--- begin ---

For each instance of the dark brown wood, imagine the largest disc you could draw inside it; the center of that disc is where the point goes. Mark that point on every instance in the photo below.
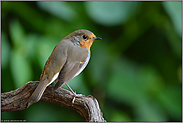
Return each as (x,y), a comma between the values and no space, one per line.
(87,107)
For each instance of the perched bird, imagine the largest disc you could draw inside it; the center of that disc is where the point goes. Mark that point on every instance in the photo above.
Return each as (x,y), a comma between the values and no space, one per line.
(68,59)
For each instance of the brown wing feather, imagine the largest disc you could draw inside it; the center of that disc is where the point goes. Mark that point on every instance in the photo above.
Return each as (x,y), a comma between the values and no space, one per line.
(70,69)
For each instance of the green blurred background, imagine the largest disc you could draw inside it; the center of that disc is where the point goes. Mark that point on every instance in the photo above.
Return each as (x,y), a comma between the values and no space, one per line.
(135,71)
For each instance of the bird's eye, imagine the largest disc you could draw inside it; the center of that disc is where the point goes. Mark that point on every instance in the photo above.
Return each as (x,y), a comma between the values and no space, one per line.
(84,37)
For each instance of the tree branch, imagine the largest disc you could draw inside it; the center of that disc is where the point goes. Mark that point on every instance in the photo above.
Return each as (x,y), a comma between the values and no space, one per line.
(87,107)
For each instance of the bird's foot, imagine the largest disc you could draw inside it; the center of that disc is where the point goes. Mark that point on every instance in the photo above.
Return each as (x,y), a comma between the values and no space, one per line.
(76,95)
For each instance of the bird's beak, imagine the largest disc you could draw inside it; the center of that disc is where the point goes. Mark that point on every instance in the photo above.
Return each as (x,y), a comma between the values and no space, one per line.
(97,38)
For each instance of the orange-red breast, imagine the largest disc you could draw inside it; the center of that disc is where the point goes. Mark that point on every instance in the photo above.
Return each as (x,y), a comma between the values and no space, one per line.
(69,57)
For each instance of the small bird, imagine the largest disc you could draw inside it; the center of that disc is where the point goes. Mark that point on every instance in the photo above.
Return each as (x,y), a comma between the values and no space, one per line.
(68,59)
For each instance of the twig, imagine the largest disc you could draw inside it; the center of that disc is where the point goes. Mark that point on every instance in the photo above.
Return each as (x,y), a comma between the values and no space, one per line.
(87,107)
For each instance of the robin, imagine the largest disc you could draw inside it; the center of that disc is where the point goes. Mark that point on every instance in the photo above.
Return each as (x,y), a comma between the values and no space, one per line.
(68,59)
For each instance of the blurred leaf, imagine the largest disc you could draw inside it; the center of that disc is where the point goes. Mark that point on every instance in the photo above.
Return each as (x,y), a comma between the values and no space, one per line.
(20,68)
(118,116)
(110,13)
(124,82)
(171,100)
(60,9)
(174,9)
(148,111)
(16,33)
(5,50)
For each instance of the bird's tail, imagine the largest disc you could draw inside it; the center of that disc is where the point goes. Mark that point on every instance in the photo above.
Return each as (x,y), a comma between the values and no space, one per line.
(37,94)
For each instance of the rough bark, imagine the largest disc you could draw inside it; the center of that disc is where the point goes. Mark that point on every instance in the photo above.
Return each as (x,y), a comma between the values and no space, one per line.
(87,107)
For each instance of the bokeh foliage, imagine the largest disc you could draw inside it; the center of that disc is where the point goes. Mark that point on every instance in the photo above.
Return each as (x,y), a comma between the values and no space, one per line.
(135,71)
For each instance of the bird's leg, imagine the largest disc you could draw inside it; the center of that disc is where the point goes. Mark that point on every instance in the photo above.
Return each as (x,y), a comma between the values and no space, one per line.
(75,95)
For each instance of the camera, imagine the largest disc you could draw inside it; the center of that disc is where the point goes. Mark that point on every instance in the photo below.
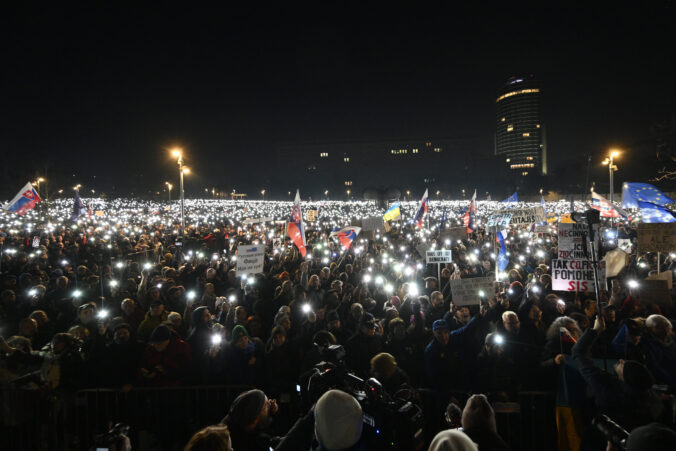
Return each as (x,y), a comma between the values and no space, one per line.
(390,422)
(612,431)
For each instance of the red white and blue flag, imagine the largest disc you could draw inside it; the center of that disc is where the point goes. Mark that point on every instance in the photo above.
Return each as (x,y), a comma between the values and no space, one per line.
(347,235)
(468,218)
(295,228)
(25,200)
(422,211)
(607,209)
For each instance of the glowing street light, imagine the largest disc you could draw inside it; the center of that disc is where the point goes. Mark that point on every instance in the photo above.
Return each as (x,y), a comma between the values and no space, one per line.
(611,169)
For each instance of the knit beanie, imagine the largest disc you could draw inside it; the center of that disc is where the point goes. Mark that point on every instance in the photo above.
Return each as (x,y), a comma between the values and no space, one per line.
(338,420)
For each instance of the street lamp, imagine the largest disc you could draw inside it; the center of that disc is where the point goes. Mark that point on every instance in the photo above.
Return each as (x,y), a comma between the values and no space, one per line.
(181,170)
(611,170)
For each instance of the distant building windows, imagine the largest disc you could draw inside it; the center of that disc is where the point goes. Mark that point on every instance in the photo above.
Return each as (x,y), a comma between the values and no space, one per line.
(514,93)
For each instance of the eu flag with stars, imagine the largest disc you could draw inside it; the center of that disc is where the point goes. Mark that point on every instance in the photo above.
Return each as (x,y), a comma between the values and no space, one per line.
(634,193)
(655,213)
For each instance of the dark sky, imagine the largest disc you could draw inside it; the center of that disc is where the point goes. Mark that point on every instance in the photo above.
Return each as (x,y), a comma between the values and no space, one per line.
(105,90)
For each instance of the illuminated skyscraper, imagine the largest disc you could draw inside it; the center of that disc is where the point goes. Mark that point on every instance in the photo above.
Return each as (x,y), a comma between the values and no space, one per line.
(519,132)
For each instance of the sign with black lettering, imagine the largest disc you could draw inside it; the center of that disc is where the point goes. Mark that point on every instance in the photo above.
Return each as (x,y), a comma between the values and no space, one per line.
(576,275)
(572,238)
(439,256)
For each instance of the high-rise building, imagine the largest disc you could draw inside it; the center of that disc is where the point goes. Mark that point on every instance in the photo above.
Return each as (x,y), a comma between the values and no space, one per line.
(519,132)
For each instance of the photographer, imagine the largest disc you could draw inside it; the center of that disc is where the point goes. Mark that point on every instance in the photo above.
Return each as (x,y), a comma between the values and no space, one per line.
(627,398)
(333,424)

--- end ---

● What this task involves: Each entry should be repeated exactly as it appears; the pictures stay out.

● Complete response:
For each instance of the dark brown wood, imagine the largest disc you could draw inside it; the center of that disc is where the point goes. Mark that point on every instance in the photo below.
Return each as (x,y), a comma between the values and no space, one per line.
(87,107)
For each instance of the perched bird, imagine the largest disc you could draw inside it; the center of that disc is where the point goes. Mark that point on every instance in the photo above.
Return each as (x,y), a comma between the values and no space, one per line.
(68,59)
For each instance of the brown wing feather, imagine the largest disc you could draw inside it; the center of that disc is where the point goes. Mark that point on every instance in the photo above.
Return each as (x,y), a comma between the values and no space, one per line.
(70,69)
For each instance of the green blurred background, imagine the largest disc you could draw inside it; the center of that disc is where the point goes. Mark that point on every instance in the photo above.
Return each as (x,y), a comma between the values and no space, one per line.
(135,71)
For each instance of the bird's eye, imagine the largest disc you could draw inside it; the center of that disc is where the point goes. Mark that point on every instance in the photo above.
Return each as (x,y), a comma between the values and no space, one per line.
(84,37)
For each instance of the tree branch, imagine the largest disc you could draw inside it; the center of that disc is where the point goes. Mark that point on every instance in the photo above.
Return each as (x,y), a comma between the values and no space, one per line.
(87,107)
For each instance of the bird's foot, imagine the largest disc you could draw inside it; the center of that disc is where the point goes. Mark that point on every instance in the photo above.
Return each as (x,y), a comma between the values and no space, one per line.
(76,95)
For each instance of the bird's beak, imagine the largest disc you could draw inside it; the center of that disc is where the point goes. Mark that point on every instance in the photo above.
Return each as (x,y), a comma between the values and no space, one per line.
(97,38)
For each instance of the orange-red breast, imagine the largest disc you could draw inside it; the center of that disc is where the point goes. Mark that point on every instance in the photo above.
Return each as (x,y), a comma between the values and no space, one per line.
(69,57)
For each instance of the small bird, imagine the largest disc you could draw inside it; the center of that disc is where the point goes. Mark that point on every instance in the photo above.
Return each as (x,y), a comma between the values and no space, one per line.
(68,59)
For each instance of the twig, imagine the largest disc you could draw inside it; the center of that disc is where the point goes. Mark that point on every instance in the photo above.
Return each as (x,y), a comma between the values and no space, one per line.
(87,107)
For each instance of the robin, imagine the largest disc you could draw inside it; the center of that disc is where the point goes. Mark that point on every instance in the photo above.
Return each as (x,y), a comma between the values and no space, one per line.
(68,59)
For each instance of the blurred leaf, imagine the largest disc you could draw inside it; the center of that disc is where the point goes. Mark that point on every instance in the photo above.
Return each as (x,y), a comma between the values and no space, one per line.
(20,68)
(118,116)
(110,13)
(124,82)
(171,100)
(60,9)
(174,9)
(148,111)
(16,33)
(5,50)
For each instance of the bird's tail, imagine the largest disc you could draw inside it; the center of that disc is where the point goes. Mark that point on every instance in the photo above.
Return each as (x,y), a comma between the values and no space, one per line.
(37,94)
For each instance of the rough bark, imagine the largest disc you could draw inside it; the center of that disc is where the point goes. Mark that point on every instance in the photo above.
Return each as (x,y), a comma between the values and no space, one per line.
(87,107)
For each instance of the bokeh foliage, imagine the largest disc you could draw inside it; the center of that disc is where the point goes. Mark that point on every instance in the photo above.
Return each as (x,y), a comma between the values and no space, one per line.
(135,71)
For each instance of the bird's leg, imagine the largest disc you could draw inside it; the center of that disc is where the point goes. Mark that point on every instance in the photo above.
Return each as (x,y), a comma between the values and no space, one per line.
(75,95)
For each instance of the camera, imagine the largest disc you could draw inside it; the center of that disc is where the point goes. Mark that point on every instance in the photo below.
Return each as (x,y), a comma between the values and no space, one per line.
(390,422)
(612,431)
For each instance of the red white and blue flag, imagine the largest disc you could draw inside it; the center of that disc is where the point goes. Mark that point on every instance in the photo above.
Return each as (x,y), a comma between the values and no space, one per line.
(347,235)
(468,218)
(295,228)
(25,200)
(422,211)
(607,209)
For each instance of the glowing street light, imagine the largest disc you could draw inside it; the center of that disc is where the point goes. Mark that point on every instance in the photo above.
Return each as (x,y), a comma between the values and no space, one per line.
(611,169)
For each instance of the knit beanie, imagine the largest disc you could draw inside it; the center of that disc is where the point goes. Mark that point on every instance in the photo above.
Return each as (x,y), a comma between the values and no space, one per line.
(338,420)
For each instance of the street lamp, imagine the largest disc you could draw inside it; the center of that disc is where the point goes. Mark that point on every instance in the photo above.
Return each as (x,y), a comma between the values and no space, one per line.
(181,170)
(611,170)
For each instance of the distant building windows, imagine the largest disc you could draw inside it; the center of that disc is where the point goes. Mark that point on every instance in the photo above.
Return each as (x,y), a comma between the values and no space, one per line.
(514,93)
For each instance of the eu flag with stars, imagine the largest disc you could draw inside it; the center of that disc is where the point goes. Mark that point on every instance in the photo above.
Return each as (x,y), a comma between the values and no space, one per line.
(634,193)
(655,213)
For each instance of the dark sky, imagine the largest disc you could draw inside it; the center of that disc is where the point goes. Mark that point on every instance in the photo above.
Return each as (x,y), a comma between the values and no space, one per line.
(105,90)
For each instance of the illuminated skyscraper, imagine the largest disc you could draw inside it; the center of that disc is where the point goes. Mark that point on every instance in the photo above.
Return each as (x,y), a comma between the values and no space, one per line.
(519,132)
For each instance of the sign with black lettering, imagine the largest disc you could draw inside it; the center of that disc is where the point goes. Mark that point on every instance in the photo above.
Return each as (x,y), a comma between the values and no space, one per line.
(576,275)
(572,238)
(439,256)
For each instance of the high-rise building, imagine the largest disc you could draw inside it; the center of that disc is where the point goes. Mark that point on every instance in the photo above.
Return each as (x,y), a comma between the values and no space, one per line.
(519,132)
For each instance of the photographer, imagine the largest disc you could draw inside it; the center of that disc is where the point goes. Mark that point on every instance in the photo above.
Return each as (x,y), a comma between the values and no space, one per line.
(627,398)
(333,424)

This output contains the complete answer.